Text excerpt ->
.....

Many brands fail to capitalize on either site because they don’t understand how to leverage the platforms in a beneficial way. Some brands don’t even understand how the two platforms differ from on another let alone how to woo their target consumers.
Let’s quell your social angst, branch out into new digital territory, and discover which visual platform is the right one for your marketing domination.
Pinterest versus Instagram: Definitions and Explorations
What do Instagram and Pinterest have in common? They encourage social interaction through visual shares. That’s pretty much where the similarities end.
Instagram has become famous for its filters. Users snap a picture, and with the tap of the screen can apply all sorts of effects and digital enhancements. Instagram is also a predominantly mobile platform which makes it exceedingly popular among younger generations. In fact, more than half of Instagram users are under the age of 30. Instagram is all about the users and their lives; an authentic and personal look into their worlds through pictures, videos, GIFs and more.

.....

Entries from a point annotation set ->
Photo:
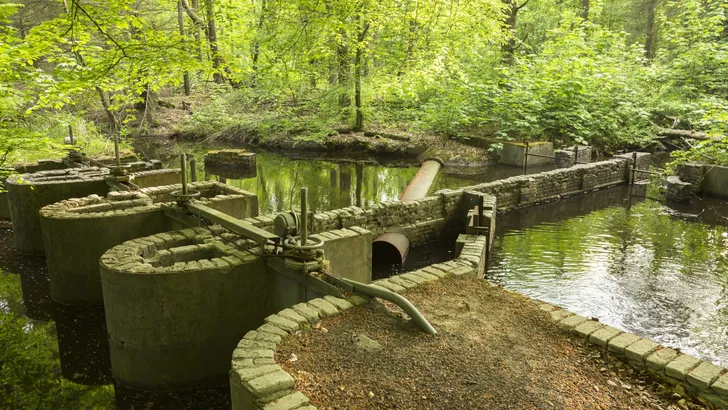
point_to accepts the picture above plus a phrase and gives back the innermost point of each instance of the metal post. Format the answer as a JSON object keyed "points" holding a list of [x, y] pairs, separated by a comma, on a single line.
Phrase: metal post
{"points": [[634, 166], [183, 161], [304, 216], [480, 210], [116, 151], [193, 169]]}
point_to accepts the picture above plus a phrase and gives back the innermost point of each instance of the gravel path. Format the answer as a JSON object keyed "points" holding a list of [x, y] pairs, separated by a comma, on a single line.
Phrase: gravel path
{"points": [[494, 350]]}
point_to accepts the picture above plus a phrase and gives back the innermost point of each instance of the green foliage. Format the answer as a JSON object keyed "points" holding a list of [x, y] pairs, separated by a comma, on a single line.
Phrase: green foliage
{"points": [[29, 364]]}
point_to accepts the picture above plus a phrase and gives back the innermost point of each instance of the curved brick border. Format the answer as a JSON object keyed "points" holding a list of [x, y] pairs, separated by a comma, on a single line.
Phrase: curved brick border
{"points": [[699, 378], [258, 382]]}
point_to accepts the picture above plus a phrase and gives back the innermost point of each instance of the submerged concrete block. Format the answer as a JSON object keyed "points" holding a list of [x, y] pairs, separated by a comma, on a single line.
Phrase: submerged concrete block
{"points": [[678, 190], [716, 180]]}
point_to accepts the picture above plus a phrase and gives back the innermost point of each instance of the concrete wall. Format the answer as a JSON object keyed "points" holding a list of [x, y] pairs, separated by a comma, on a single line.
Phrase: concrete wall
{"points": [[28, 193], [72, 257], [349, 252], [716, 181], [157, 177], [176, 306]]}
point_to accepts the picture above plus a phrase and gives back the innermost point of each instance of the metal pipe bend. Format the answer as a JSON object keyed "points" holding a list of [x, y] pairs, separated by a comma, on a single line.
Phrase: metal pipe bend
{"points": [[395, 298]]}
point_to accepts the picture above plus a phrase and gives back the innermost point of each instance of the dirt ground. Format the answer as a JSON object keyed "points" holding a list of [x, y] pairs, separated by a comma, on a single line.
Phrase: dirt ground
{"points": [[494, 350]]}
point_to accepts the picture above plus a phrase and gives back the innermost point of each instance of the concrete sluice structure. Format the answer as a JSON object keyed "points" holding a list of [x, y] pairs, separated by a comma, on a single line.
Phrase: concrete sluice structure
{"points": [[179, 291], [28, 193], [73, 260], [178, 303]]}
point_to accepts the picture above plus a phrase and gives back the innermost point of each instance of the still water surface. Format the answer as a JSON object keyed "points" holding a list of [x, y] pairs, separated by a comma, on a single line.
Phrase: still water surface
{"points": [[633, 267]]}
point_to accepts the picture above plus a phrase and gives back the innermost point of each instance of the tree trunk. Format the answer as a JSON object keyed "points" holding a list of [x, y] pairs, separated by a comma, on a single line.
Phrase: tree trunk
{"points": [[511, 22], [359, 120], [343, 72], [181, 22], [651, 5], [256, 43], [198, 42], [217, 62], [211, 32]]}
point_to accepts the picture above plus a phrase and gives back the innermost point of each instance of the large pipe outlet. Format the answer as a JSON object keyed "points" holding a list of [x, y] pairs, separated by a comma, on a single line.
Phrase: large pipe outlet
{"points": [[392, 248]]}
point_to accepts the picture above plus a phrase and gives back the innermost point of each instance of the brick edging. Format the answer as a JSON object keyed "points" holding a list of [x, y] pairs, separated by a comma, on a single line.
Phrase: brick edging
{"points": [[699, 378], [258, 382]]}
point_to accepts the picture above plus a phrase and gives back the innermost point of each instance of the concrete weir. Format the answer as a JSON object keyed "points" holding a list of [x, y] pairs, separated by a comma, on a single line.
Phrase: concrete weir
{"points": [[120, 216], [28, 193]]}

.....

Set of tasks ->
1. According to the article on Pinterest versus Instagram, what share of Instagram users are under the age of 30?
2. Decide whether each statement agrees with the article on Pinterest versus Instagram: (a) Instagram is a predominantly mobile platform. (b) Pinterest and Instagram have many similarities beyond visual sharing. (c) Instagram has become known for its filters.
3. Extend the article on Pinterest versus Instagram, picking up from where it stops.
These entries have no connection to the article on Pinterest versus Instagram.

Results of the tasks ->
1. More than half.

2.
(a) Yes: "Instagram is also a predominantly mobile platform"
(b) No: "That’s pretty much where the similarities end."
(c) Yes: "Instagram has become famous for its filters."

3.
Pinterest users share ideas through visual content to create “boards” which can ultimately tell a story. Participants can upload, save, sort and mange everything from images to videos, infographics, illustrations and more. With Pinterest, most of the images are not personal, they’re pictures found online. This is essentially a means to propagate ideas with other users that, in turn, makes Pinterest a far more action-oriented site.
Pinterest is about curating content found on the Internet. Instagram is about sharing your own photos with the world.
Demographics and Usage
Since they are actually quite disparate as individual experiences, consumers use Pinterest and Instagram in entirely different ways. Since Instagram is all about the personal side of things, users are looking for a much more intimate experience with the brands they follow. This makes Instagram ideal for giving followers an authentic view of your business. Consumers these days demand transparency from the brands they support and Instagram gives your company the chance to provide that. Instagram also gives brands the chance to engage their fans at an unparalleled rate; posts on Instagram generate roughly a per-follower engagement rate of 4.21 percent. That is 58 times higher than the rates acquired on Facebook and 120 times higher than those on Twitter.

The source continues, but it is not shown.